Incendies – Lubna Azabal interview
Interview by Rob Carnevale
LUBNA Azabal talks to us about the challenges of making Incendies, a film about the victims of war in the Middle East and the thin line between love, hate, forgiveness and revenge that was nominated for a Best Foreign Language Movie Academy Award earlier this year.
She also talks about learning new languages for each role and working with Ralph Fiennes on his directorial debut, Coriolanus.
Q. What drew you to Incendies in the first place?
Lubna Azabal: The process came to me in a classical way. Denis Villeneuve arrived in Paris and he was looking for a few actresses. I was one of five. So, I met him, he gave me the script, I read it and the play it was based upon by Wajdi Mouawad, and then we met again and we had a one hour talk. I did an audition and three months after that he called me to tell me that I had the part. And then I started to scream [with joy]!
Q. Did he encourage you to speak to Wajdi at all? Or did you go and see his play?
⁂
Objective:
Reproduce the passage of the Lubna Azabal interview starting at "She also talks" and ending at "scream [with joy]!", renaming "Denis Villeneuve" as "the filmmaker" throughout.
⁂
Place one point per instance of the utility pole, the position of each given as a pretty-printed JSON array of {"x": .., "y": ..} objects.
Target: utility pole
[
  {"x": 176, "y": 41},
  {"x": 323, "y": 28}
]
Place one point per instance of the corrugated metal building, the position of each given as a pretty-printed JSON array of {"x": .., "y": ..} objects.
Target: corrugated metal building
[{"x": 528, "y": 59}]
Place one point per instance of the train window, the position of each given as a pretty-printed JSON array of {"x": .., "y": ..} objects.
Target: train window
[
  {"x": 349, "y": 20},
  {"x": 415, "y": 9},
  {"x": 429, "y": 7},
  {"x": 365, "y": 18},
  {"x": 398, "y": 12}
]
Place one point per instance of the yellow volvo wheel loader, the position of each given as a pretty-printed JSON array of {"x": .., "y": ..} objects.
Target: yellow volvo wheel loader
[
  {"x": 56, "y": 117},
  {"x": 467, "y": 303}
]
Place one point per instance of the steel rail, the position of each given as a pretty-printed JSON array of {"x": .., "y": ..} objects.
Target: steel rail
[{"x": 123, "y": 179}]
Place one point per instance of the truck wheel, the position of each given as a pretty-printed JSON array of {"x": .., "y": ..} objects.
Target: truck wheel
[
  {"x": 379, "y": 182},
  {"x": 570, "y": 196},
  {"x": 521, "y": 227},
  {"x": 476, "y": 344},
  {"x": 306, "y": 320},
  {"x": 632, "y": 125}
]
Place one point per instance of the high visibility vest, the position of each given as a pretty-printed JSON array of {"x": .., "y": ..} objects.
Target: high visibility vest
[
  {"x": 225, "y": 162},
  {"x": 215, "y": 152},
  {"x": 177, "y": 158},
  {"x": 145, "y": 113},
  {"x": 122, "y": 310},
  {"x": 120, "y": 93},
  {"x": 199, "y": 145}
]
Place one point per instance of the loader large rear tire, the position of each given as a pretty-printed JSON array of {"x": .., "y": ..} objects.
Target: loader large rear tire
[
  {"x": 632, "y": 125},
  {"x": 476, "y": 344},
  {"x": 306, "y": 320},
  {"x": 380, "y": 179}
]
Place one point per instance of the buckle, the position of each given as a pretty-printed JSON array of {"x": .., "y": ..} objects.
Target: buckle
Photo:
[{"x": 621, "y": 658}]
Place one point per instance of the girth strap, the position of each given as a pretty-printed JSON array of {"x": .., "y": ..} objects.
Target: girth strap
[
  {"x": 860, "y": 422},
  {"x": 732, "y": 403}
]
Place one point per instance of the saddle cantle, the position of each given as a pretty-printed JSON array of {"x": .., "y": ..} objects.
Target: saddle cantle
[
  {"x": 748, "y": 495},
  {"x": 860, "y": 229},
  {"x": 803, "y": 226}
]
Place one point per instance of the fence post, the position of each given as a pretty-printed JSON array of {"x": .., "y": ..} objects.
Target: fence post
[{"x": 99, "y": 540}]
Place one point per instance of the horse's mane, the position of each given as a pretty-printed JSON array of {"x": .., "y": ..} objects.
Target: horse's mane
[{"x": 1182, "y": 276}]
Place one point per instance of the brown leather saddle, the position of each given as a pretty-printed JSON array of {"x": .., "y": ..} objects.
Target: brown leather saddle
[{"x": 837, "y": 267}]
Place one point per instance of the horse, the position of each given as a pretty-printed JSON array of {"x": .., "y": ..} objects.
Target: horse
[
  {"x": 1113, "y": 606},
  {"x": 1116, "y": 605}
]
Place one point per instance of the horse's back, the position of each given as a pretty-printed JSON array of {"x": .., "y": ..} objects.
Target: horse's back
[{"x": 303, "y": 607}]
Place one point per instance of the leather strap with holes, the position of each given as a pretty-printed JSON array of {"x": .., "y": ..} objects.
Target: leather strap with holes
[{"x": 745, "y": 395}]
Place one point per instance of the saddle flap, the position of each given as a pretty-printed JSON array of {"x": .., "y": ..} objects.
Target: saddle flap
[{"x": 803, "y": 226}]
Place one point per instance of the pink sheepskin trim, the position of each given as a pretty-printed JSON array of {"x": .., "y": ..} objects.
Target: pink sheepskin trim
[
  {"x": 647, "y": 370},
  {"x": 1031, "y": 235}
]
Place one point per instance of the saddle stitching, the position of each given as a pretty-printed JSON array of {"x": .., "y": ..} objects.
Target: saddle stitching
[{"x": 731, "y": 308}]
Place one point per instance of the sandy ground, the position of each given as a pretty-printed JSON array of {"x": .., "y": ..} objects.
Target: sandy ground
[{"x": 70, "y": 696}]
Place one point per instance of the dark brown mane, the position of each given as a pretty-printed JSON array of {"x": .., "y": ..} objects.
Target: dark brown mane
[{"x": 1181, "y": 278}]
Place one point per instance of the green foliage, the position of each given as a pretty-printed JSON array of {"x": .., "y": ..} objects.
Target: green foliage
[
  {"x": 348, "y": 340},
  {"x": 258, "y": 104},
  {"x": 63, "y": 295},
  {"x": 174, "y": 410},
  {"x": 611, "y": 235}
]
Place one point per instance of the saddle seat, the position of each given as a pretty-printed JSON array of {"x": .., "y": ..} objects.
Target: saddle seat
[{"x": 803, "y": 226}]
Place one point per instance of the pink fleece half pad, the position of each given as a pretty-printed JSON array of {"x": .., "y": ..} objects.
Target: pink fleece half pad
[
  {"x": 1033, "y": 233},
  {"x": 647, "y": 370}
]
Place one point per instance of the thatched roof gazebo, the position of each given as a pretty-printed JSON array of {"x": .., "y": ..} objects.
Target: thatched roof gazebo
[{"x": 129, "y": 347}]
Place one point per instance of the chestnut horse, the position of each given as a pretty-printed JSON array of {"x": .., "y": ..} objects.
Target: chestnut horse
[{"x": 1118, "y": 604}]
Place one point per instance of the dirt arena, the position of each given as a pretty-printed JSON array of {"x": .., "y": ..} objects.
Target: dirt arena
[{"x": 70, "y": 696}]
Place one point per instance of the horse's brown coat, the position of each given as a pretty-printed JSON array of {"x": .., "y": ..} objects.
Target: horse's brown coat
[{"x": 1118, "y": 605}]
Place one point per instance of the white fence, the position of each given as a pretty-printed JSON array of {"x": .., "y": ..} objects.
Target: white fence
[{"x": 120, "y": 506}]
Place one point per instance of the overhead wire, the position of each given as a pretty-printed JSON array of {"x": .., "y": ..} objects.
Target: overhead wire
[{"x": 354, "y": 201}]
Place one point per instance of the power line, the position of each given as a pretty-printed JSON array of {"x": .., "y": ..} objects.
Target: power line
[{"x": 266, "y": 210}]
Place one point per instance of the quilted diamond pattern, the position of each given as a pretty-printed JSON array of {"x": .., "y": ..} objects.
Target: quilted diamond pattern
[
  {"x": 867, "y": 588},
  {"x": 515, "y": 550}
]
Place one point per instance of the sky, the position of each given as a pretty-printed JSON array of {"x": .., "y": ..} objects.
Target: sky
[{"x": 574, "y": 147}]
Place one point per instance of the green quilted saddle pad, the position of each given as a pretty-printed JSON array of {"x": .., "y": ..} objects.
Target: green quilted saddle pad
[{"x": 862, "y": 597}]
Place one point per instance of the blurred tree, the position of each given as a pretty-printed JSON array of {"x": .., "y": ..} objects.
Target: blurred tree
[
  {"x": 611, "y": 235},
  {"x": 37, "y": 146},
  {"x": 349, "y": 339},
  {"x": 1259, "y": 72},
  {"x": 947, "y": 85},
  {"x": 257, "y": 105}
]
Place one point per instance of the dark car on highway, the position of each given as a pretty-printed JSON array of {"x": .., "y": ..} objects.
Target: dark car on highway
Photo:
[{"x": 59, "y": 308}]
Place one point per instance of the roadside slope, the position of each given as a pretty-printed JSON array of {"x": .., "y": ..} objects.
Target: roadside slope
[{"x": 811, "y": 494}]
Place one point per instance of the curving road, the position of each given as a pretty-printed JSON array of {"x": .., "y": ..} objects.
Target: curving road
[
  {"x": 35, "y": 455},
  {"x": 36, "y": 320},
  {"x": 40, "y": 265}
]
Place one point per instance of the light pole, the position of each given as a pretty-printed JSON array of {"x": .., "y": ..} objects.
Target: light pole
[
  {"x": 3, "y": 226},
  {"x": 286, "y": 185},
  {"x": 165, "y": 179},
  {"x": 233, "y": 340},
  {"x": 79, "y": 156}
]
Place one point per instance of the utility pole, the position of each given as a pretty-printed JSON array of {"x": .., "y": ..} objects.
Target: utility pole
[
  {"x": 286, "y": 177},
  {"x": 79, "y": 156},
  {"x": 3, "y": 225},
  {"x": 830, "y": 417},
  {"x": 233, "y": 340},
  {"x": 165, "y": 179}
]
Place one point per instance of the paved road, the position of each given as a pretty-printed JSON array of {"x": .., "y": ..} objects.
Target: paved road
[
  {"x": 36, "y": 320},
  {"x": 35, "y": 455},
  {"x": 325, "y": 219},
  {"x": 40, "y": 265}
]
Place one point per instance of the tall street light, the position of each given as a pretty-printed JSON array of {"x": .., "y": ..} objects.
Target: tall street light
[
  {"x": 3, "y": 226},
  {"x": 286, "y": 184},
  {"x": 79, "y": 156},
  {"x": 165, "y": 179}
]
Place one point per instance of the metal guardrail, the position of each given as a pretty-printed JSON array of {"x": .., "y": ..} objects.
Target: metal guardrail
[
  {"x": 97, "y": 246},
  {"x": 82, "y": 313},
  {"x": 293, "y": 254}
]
⁂
The solution:
She also talks about learning new languages for each role and working with Ralph Fiennes on his directorial debut, Coriolanus.
Q. What drew you to Incendies in the first place?
Lubna Azabal: The process came to me in a classical way. the filmmaker arrived in Paris and he was looking for a few actresses. I was one of five. So, I met him, he gave me the script, I read it and the play it was based upon by Wajdi Mouawad, and then we met again and we had a one hour talk. I did an audition and three months after that he called me to tell me that I had the part. And then I started to scream [with joy]!